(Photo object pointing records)
▼

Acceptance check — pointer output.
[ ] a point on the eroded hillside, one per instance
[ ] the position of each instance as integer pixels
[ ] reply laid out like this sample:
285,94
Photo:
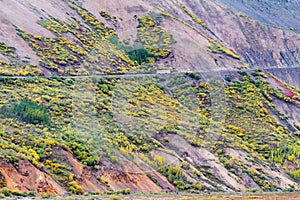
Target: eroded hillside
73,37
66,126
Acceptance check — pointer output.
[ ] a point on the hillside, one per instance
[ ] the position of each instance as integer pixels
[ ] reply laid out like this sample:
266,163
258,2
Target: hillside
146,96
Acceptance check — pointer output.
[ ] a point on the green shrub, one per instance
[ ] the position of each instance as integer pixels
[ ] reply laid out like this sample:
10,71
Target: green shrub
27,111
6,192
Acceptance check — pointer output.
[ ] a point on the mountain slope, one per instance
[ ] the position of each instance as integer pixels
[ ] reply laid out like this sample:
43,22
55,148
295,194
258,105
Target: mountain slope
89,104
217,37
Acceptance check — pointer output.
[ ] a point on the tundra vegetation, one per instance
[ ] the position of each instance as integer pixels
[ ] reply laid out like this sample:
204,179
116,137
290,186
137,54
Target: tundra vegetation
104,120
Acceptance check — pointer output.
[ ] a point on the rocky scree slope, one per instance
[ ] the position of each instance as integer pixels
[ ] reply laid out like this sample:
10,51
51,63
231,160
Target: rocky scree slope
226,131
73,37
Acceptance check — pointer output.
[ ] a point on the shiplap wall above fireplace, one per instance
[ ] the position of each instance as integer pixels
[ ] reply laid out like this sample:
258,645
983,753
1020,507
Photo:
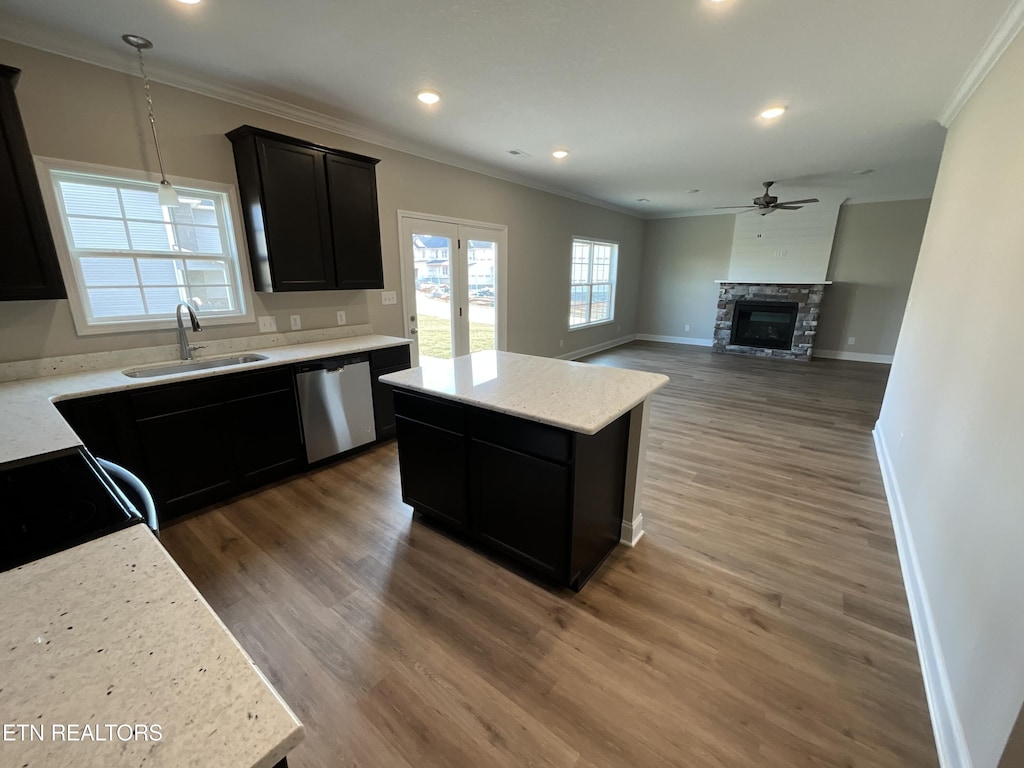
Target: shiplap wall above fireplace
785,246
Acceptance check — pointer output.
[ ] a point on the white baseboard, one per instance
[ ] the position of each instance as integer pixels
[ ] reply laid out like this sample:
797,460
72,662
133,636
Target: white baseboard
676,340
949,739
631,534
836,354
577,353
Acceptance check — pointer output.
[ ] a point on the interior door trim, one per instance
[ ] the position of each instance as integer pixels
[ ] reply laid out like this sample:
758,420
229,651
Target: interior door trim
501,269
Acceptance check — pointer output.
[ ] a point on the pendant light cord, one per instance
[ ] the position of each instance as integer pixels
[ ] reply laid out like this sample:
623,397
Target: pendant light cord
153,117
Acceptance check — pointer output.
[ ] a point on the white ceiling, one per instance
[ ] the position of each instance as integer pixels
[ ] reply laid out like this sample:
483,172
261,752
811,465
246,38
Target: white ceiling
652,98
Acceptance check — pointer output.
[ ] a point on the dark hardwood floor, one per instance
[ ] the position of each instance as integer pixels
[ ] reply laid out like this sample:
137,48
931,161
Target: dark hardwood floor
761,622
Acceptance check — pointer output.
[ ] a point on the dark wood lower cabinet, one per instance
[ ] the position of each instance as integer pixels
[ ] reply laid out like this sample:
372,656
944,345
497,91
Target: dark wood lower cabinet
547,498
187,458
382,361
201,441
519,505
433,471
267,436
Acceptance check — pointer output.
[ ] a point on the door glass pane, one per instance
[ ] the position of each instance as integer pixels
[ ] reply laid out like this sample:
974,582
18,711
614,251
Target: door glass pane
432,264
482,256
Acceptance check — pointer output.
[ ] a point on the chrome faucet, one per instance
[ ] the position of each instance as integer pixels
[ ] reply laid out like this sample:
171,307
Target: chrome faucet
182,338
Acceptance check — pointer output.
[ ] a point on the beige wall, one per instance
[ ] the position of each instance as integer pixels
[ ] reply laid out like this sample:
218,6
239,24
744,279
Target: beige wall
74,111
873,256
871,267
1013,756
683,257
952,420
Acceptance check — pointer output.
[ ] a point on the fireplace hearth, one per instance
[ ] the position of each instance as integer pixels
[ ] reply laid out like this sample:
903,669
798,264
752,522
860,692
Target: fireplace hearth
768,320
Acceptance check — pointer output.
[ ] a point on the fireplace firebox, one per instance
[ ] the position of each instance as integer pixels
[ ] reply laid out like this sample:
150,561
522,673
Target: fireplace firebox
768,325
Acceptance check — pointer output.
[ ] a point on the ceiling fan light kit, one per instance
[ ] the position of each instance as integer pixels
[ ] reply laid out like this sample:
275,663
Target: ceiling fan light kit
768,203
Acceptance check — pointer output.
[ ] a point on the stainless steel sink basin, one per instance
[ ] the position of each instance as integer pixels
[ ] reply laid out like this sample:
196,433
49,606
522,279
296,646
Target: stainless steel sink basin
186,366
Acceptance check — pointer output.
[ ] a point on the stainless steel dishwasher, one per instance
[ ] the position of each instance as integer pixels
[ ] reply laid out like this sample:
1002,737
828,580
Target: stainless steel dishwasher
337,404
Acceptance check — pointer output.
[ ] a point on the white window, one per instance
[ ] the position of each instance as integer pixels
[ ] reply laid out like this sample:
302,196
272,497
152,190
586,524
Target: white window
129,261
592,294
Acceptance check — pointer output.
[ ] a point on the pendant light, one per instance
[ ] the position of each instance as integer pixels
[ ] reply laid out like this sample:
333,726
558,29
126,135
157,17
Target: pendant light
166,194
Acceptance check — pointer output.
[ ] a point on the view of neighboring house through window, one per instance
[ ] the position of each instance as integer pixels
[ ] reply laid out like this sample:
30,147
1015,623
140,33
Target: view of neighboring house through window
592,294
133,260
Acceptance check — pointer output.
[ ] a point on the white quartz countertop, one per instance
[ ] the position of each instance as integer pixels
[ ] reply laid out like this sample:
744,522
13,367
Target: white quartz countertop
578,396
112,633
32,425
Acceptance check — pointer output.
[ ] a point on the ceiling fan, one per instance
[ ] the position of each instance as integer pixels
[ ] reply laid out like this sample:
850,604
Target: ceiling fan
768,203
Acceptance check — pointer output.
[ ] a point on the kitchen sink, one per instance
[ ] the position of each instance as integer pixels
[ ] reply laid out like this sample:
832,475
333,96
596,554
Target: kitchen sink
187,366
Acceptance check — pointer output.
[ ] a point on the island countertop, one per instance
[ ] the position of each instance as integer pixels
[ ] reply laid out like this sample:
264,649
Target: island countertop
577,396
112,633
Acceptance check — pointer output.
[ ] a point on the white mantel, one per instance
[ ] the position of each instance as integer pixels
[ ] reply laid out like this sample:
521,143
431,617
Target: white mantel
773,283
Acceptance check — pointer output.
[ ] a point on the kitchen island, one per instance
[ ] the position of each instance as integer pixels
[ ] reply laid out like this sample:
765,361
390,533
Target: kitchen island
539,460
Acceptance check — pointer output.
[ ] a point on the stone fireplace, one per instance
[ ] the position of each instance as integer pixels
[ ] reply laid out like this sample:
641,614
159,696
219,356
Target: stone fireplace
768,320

▲

* What to do: Reproduce each entry precisely, dropping only the pictures.

* Task result:
Acceptance check — pointer output.
[ ] a point on the eroded hillside, one per instance
[ ] the position of each instance as integer pixels
[ ] reply laid out like this sample:
285,94
Photo:
Target: eroded hillside
73,37
66,126
Acceptance check — pointer output.
[ ] a point on the hillside, one per instance
[ ] the position of each instance as integer pixels
[ ] reply laid out like this sample:
266,163
258,2
Target: hillside
146,96
Acceptance check — pointer output.
[ ] a point on the green shrub, one per instance
[ ] the position of each instance as integer pixels
[ ] reply laid out like this sample:
10,71
Target: green shrub
27,111
6,192
Acceptance check — pointer output.
[ ] a point on the mountain slope, one per instance
[ ] the position of each instance as integer pixels
[ ] reply laid out like this sample:
43,22
55,148
295,194
258,105
Target: mountain slope
89,104
217,37
Acceptance check — pointer output.
[ ] a point on the tundra vegetation, one per instance
[ ] the position of each instance as integer pixels
[ ] reply laid out like this sample:
204,179
116,137
290,186
137,54
Target: tundra vegetation
104,120
Acceptance check — pointer output.
[ ] a point on the rocky scree slope, one per instance
[ ] the position of each instance as integer pixels
[ ] reply laid out like this sample:
10,51
51,63
231,160
Target: rocky scree slope
226,131
73,37
Acceptance check — pointer output.
[ ] a point on the shiplap wall above fireplace, one per instance
[ ] the position of each instance as integer pixels
[ ] reply laid out like this sample:
258,645
983,753
1020,507
Photo:
Target: shiplap wall above fireplace
785,246
Acceptance check — pointer output.
[ ] a point on the white baseboard, one per instance
[ ] the position of each instance as integer pixels
[ ] reply laid out like this sample:
797,460
72,662
133,636
Target: white baseboard
676,340
949,739
631,534
836,354
577,353
Acceptance check — pointer output.
[ ] a point on the interior door trim, one per instance
[ ] the position of each instance as integer pixels
[ ] reply laid out like this sample:
758,420
229,651
Target: interior door trim
501,269
Acceptance check — pointer output.
[ ] a point on the pendant light cord, one per instance
[ ] the position of each instance as integer pixels
[ ] reply laid out like this sample:
623,397
Target: pendant light cord
153,117
Acceptance check — pointer output.
[ ] a point on the white ceiling, one per instance
[ ] the position of each instance as integer pixels
[ ] reply laid out like this sample:
483,172
261,752
811,465
246,38
Target: white ceiling
652,98
Acceptance check — pointer output.
[ ] a point on the dark hardwood floor, one per instance
[ ] the position of each instance as integer pixels
[ ] reply laid out like this sample:
137,48
931,161
Target: dark hardwood floor
761,622
Acceptance check — pointer output.
[ ] a point on the dark wood lower cabinet, one per instance
[ ] the position of each instance as integer pixels
[ ] reply laid out like this sample:
372,656
944,345
497,91
Target: dark wood lower cabinet
547,498
187,458
382,361
201,441
519,505
433,471
267,436
Acceptance check — pointer output.
[ ] a point on the door glass pane, one per instance
[ ] the position of each instance as integer pixels
[ ] reply laid out like this sample:
974,582
18,711
614,251
Target: door glass pane
432,264
482,256
Acceptance check — pointer output.
[ ] a point on the chrome faucet, one per instance
[ ] the position of each instance as integer pixels
[ ] reply laid out like this sample:
171,307
Target: chrome faucet
182,338
Acceptance check — pointer output.
[ ] a point on the beige wall, one per instance
[ ] the position of each instance as integer pixels
[ ] reply laid out like this sample:
218,6
239,24
744,279
Target: beige wall
74,111
873,256
871,267
1013,756
683,257
952,420
Acceptance check — pointer output.
[ ] a point on the fireplace hearth, one per instance
[ ] the position of each instance as integer pixels
[ ] reply laid out like this sample:
903,669
798,264
752,522
860,692
Target: fireplace hearth
768,320
Acceptance check — pointer output.
[ ] a point on the fireplace firebox, one per instance
[ ] the position of each instance as integer pixels
[ ] reply laid out like this sample:
150,561
522,673
Target: fireplace firebox
768,325
Acceptance check — pointer output.
[ ] a point on the ceiling fan light kit, one per instance
[ ] the position of each instance as integer pixels
[ ] reply laid out like this sample:
275,663
Target: ceiling fan light kit
768,203
Acceptance check — pointer output.
[ ] a point on the stainless steel sink basin, one per instance
[ ] the position of each instance as integer pixels
[ ] reply laid out like this sample:
196,433
49,606
522,279
296,646
Target: stainless steel sink basin
186,366
Acceptance check — pointer output.
[ ] a point on the stainless steel dishwasher, one per instance
[ ] the position of each instance as integer pixels
[ ] reply laid out like this sample:
1002,737
828,580
Target: stainless steel dishwasher
337,404
Acceptance check — pointer output.
[ ] a point on the white window, one per instance
[ ] the position of each instance as integer pixels
[ ] reply laid out like this sample:
302,196
272,497
152,190
586,524
Target: white window
129,261
592,294
Acceptance check — pointer output.
[ ] a point on the pendant light, one per instance
[ ] the position of each instance as integer pixels
[ ] reply laid out like this sample:
333,726
558,29
126,135
157,17
Target: pendant light
166,194
Acceptance check — pointer output.
[ ] a point on the view of neighboring house through window, one per instance
[ ] the position of each instance as integer pixels
[ ] reply laid out like this sample:
30,147
1015,623
140,33
Target: view of neighboring house through window
592,294
133,260
Acceptance check — pointer output.
[ ] a point on the white quartz countertop, one per instance
[ ] the position of each instance as integer pixels
[ ] reply laid out like this sample:
744,522
13,367
Target: white quartz countertop
578,396
112,633
32,425
Acceptance check — pointer output.
[ ] a point on the ceiling fan, one per instance
[ ] the position of each instance as integer pixels
[ ] reply laid out like this sample:
850,604
Target: ceiling fan
768,203
Acceptance check — pointer output.
[ ] a point on the kitchen sink, one per instance
[ ] the position of each instance as integer pixels
[ ] reply laid out like this sample:
832,475
333,96
596,554
Target: kitchen sink
187,366
Acceptance check — pointer output.
[ ] a point on the island countertop, one per instance
[ ] the position of each instance as integer pixels
[ ] reply laid out like this sample:
264,649
Target: island countertop
577,396
112,633
Acceptance check — pointer output.
[ ] a point on the white mantel, one per instance
[ ] the position of each instance as integer pixels
[ ] reply laid out like this sample:
521,143
431,617
Target: white mantel
773,283
Acceptance check — pointer output.
[ ] a point on the kitchen island, one per instance
[ ] the position of each instance as integer pixels
[ ] reply laid out like this sample:
765,361
390,533
Target: kitchen island
539,460
Acceptance check — pointer output.
[ ] a point on the stone fireplace, one per instance
[ ] the position of each instance as integer pixels
[ ] reply laid out like this sample:
641,614
159,696
219,356
Target: stone fireplace
768,320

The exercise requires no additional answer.